Prompt a: Summarize the text on the 2009 Scholars Council meeting at the Library of Congress in three sentences.

Text provided:
Start

The challenge confronting conservatives: sustaining a Republic of Hustlers.

AuthorMcDougall, Walter A.
PositionA Walter McDougall Symposium

At our 2009 annual meeting, the Scholars Council of the Library of Congress was exposed to some surreal juxtapositions. First, the Librarian James Billington described the cultural impact of the global financial meltdown. University and public libraries lost a third to a half of their endowments or budgets, forcing them to lay off staff, suspend acquisitions, and eliminate whole collections. The Library of Congress was in better shape since it serves at the pleasure of the only institution empowered to authorize the printing of money. But without budget increases the Library can no longer keep up with the flood of new data and media in the digital age. Hence we were asked: what materials would statesmen and scholars twenty-five years from now rue us for not having collected today?

Next, we were given a briefing on the Library's latest triumph, the World Digital Library. This miraculous project offers on-line, virtual-reality, access to the greatest manuscripts and artifacts from every civilization and historical era. A thousand items were already posted--some of them rare books hundreds of pages long--and tens of thousands of items are already projected. So even as we live in an age when all the music ever recorded will soon fit on a single I-Pod, we will soon live in an age when every artifact from Hammurabi's Laws to a 1906 film of Ellis Island can be downloaded on your Blackberry.

Imagine, therefore, how discordant our next impression seemed. When the council was asked what new missions the Library might perform, a British professor asked sternly why the Library could not do something to uplift America's deplorable popular culture. Dr. Billington always speaks of the Library mission to "bring Athens to Rome," but could it not use its resources and political ties to bring a bit of Rome to the barbarians?

End

(Excerpts of bounding box data)
Start

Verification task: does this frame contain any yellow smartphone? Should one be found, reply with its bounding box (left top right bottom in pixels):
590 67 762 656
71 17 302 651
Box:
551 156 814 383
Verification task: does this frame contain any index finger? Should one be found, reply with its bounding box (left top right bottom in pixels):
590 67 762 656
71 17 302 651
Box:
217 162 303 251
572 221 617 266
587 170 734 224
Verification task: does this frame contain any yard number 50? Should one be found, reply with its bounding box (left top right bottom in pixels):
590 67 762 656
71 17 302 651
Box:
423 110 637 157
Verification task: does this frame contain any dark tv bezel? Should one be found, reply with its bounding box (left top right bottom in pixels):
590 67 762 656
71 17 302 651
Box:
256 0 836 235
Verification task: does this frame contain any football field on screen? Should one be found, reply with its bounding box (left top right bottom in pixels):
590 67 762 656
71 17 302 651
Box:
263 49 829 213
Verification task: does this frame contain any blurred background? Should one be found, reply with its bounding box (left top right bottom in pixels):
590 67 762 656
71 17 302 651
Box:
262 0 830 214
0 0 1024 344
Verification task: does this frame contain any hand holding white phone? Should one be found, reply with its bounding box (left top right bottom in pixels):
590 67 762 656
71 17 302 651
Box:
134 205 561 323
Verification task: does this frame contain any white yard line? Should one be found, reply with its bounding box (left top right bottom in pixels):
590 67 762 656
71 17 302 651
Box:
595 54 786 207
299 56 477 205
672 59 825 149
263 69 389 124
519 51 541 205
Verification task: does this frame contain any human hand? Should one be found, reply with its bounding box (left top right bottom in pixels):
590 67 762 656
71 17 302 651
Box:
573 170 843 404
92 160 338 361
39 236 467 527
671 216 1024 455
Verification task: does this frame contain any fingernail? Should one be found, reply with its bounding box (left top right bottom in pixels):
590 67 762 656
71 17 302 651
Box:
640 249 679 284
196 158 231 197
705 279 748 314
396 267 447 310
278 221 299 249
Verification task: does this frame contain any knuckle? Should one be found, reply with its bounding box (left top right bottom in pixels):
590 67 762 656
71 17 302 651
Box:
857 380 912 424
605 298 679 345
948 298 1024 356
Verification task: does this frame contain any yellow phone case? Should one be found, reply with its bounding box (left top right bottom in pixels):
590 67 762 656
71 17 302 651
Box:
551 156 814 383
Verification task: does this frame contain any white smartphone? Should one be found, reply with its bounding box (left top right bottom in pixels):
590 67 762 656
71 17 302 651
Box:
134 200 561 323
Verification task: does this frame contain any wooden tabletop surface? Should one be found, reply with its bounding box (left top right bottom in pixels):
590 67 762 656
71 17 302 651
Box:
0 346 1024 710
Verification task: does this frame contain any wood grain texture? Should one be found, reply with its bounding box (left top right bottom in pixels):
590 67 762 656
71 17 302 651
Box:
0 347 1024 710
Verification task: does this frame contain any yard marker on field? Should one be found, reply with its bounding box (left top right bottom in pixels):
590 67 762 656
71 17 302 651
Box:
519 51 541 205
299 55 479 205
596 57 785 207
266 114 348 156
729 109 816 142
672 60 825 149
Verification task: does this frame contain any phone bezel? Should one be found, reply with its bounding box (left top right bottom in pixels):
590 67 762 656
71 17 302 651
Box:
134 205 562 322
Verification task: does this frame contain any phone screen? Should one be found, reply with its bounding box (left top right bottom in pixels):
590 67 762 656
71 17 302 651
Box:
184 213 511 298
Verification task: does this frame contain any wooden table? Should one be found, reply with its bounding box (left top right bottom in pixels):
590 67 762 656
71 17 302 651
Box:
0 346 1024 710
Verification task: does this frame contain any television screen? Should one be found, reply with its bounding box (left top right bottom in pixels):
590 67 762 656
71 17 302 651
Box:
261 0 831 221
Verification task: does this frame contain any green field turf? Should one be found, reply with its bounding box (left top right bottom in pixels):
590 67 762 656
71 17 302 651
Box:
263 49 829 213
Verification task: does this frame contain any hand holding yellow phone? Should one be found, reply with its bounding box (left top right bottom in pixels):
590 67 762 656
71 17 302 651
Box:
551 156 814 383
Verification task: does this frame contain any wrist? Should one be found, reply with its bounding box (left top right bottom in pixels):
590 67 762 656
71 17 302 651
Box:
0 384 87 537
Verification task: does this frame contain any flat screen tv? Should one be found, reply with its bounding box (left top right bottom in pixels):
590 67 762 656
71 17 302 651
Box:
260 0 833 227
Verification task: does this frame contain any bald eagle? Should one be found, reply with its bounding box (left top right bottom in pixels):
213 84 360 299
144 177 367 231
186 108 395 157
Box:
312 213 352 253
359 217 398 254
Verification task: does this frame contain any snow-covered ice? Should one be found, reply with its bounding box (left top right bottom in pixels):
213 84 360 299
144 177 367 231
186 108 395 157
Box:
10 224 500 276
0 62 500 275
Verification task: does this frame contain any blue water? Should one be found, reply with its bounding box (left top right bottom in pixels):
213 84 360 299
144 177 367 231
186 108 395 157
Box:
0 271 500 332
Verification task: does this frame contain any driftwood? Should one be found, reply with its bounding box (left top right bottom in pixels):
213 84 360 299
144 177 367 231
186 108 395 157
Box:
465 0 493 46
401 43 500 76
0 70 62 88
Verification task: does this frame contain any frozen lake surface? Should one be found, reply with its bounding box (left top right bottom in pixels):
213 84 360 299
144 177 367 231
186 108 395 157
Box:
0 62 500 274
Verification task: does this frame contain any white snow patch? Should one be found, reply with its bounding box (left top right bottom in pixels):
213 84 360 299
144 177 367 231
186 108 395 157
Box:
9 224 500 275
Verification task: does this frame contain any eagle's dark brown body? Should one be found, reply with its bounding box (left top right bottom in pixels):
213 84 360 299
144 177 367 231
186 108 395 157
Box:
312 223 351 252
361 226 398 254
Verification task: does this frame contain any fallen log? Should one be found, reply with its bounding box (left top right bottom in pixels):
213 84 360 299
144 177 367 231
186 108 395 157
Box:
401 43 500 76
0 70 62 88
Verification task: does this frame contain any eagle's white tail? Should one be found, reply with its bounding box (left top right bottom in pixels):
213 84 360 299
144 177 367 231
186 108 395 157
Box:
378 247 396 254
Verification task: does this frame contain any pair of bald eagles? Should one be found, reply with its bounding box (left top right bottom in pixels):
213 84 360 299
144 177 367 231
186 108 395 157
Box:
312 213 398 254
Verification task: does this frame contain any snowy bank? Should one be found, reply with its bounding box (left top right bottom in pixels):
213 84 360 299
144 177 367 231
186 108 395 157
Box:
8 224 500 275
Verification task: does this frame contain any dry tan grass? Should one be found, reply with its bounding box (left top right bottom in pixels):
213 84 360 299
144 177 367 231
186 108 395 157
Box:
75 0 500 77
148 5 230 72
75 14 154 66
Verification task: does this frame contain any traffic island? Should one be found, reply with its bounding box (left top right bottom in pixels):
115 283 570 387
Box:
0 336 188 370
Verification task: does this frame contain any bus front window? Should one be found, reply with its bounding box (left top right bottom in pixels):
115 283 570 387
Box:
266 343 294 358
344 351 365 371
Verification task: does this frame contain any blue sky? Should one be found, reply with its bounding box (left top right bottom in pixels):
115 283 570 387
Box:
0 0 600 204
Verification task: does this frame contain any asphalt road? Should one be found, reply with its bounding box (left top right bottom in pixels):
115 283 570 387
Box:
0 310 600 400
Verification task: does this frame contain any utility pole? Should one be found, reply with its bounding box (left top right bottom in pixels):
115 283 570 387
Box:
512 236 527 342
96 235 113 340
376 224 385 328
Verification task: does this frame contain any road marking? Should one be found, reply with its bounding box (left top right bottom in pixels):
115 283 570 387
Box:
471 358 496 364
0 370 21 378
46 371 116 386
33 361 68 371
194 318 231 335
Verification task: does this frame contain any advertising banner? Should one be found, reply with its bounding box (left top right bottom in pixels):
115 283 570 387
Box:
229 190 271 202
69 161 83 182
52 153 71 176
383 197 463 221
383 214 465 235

End

Prompt b: Copy out the rows from the line containing "Verification task: does this frame contain any advertising" through the end of the rows, with both ends included.

Worked answer a: At the 2009 meeting, Librarian James Billington told the Scholars Council that the global financial meltdown had cut library endowments and budgets, and that without budget increases the Library of Congress could no longer keep up with new digital data and media. The council was then briefed on the World Digital Library, which offers online access to the greatest manuscripts and artifacts from every civilization and era. When asked about new missions, a British professor asked why the Library could not do something to uplift America's deplorable popular culture.

Worked answer b:
Verification task: does this frame contain any advertising banner? Should one be found, reply with its bounding box (left top right bottom in pixels):
115 283 570 387
Box:
229 190 271 202
69 161 83 182
52 153 71 176
383 197 463 221
383 214 465 235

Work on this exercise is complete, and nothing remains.